→ **Exercise brief**:
Set down, word for word, the stretch of lines from the one containing "# indicate each" to the end of the records below.

::: Exercise input :::

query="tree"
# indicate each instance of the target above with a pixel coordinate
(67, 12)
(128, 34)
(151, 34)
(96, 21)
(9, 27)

:::

→ **Answer to this problem**:
# indicate each instance of the target above with a pixel coordinate
(67, 12)
(128, 34)
(151, 34)
(96, 21)
(9, 27)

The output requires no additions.